──────── Given data ────────

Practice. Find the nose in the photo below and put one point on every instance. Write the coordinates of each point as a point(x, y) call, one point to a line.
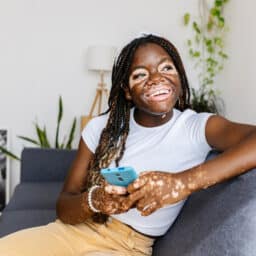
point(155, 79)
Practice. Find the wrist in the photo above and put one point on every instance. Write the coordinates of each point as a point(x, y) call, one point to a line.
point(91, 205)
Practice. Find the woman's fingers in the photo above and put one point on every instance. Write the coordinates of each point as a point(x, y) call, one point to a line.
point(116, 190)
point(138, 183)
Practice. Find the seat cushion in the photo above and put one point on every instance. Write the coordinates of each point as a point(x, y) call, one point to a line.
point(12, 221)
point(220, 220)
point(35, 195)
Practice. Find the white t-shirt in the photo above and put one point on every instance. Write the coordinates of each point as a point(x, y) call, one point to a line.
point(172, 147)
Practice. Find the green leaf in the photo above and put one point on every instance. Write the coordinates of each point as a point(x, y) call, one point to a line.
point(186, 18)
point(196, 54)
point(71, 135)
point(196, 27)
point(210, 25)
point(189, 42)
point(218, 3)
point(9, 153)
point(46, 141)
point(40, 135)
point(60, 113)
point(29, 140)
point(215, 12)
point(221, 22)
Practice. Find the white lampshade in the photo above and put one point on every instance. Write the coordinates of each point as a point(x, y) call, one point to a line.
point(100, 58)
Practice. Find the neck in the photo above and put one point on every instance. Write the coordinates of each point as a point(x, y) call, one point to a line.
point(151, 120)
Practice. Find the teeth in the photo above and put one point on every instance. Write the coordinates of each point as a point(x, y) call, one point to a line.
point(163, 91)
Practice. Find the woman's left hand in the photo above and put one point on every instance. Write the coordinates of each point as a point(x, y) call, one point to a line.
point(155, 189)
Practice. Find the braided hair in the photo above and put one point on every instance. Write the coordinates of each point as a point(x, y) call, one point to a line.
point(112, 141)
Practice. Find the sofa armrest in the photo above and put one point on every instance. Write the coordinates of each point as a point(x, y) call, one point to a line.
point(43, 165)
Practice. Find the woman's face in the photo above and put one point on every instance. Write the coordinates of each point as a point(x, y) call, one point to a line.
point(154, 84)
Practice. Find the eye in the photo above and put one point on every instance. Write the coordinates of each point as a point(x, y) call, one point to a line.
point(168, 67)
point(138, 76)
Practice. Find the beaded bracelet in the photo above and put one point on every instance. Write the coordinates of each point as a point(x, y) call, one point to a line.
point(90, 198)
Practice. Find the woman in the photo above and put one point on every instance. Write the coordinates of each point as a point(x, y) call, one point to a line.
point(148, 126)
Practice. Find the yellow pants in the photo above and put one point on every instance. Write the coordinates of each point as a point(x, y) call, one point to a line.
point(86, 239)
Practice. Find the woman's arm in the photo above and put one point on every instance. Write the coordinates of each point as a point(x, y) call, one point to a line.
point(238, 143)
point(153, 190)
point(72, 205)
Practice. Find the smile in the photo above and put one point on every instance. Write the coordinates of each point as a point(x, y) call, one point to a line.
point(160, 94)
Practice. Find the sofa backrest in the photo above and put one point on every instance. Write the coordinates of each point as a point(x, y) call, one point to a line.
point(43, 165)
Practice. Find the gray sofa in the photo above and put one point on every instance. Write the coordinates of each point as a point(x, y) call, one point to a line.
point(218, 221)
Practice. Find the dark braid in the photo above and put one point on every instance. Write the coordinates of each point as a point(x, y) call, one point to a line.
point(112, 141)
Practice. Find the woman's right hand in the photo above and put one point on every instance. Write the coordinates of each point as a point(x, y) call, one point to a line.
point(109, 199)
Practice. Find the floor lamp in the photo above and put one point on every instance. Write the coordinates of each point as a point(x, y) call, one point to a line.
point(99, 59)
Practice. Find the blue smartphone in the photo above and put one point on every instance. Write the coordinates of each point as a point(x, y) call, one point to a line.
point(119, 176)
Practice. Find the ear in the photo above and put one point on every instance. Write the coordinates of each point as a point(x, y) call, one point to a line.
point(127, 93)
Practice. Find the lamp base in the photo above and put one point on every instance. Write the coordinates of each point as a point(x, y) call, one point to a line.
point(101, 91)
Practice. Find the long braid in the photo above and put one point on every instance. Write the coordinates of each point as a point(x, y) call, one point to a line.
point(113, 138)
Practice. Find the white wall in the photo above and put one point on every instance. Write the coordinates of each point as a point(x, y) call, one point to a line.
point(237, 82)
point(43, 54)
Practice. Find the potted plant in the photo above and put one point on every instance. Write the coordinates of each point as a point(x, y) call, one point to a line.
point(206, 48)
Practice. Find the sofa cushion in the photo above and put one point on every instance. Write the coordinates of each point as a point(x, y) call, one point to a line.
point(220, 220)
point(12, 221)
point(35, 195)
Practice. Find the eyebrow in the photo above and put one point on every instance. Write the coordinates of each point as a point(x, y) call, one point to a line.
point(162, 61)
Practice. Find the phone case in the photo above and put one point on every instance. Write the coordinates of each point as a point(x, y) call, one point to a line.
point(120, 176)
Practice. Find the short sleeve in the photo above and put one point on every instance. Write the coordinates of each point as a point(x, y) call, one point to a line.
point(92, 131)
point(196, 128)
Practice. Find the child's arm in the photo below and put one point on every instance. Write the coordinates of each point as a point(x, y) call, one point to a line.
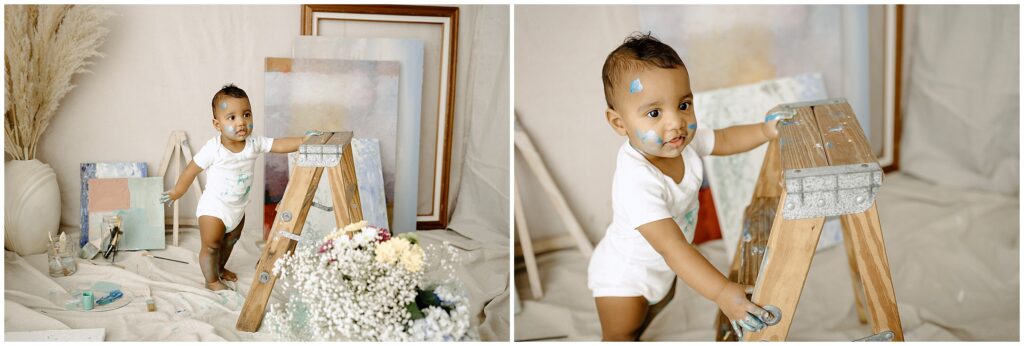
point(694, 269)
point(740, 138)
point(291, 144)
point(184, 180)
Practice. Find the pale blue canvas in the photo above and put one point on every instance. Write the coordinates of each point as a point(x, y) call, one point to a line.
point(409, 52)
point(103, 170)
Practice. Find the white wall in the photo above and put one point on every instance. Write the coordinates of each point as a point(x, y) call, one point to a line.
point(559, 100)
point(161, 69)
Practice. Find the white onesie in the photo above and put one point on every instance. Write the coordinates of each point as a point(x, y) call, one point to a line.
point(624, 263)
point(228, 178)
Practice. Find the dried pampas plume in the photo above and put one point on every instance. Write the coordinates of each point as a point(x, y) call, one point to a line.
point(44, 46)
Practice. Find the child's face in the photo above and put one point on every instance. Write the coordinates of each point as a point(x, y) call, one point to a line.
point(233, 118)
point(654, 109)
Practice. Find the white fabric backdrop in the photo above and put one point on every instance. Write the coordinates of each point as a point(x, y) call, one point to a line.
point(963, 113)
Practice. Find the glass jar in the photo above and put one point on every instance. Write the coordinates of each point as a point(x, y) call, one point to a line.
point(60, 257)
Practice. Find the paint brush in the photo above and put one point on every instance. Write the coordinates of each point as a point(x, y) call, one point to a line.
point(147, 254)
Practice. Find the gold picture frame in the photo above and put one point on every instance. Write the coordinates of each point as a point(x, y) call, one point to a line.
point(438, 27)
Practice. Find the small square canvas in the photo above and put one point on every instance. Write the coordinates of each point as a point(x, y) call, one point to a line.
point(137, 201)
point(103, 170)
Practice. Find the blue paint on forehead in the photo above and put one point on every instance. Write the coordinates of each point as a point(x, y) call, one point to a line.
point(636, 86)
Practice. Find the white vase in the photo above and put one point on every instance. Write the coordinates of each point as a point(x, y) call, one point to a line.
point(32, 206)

────────

Exact copies of the lines from the one with "Practice. Find the glass" through the final line of the listing should be returned, and no other lines.

__Result of the exercise__
Practice. Find the glass jar in the photo above and put one point on every instance. Write the coordinates of each point as a point(x, y) call, one point to a line.
point(60, 257)
Practice. Find the paint brush in the photo above and put one point on every instance. Write the coordinates of each point as a point(x, y) call, one point to a line.
point(147, 254)
Practice. Find the gold picture frame in the photo above and put one point on every instance. Write the coordinates of each point as a point(x, y) call, one point to a line.
point(438, 27)
Practice. Find the small square canvas in the photo above and put one point on every instance. Write the coordinates of each point as a point(x, y) call, one point to a line.
point(137, 201)
point(103, 170)
Practice. Find the blue paint on forehead in the photo above and put one point on every instance. Write the coordinates of each point as a point(x, y) call, one point to a line.
point(636, 86)
Practice. Find the white vase in the photo above and put one point on every instance. Write the coordinates of each point as a point(x, y) call, one point to a line.
point(32, 206)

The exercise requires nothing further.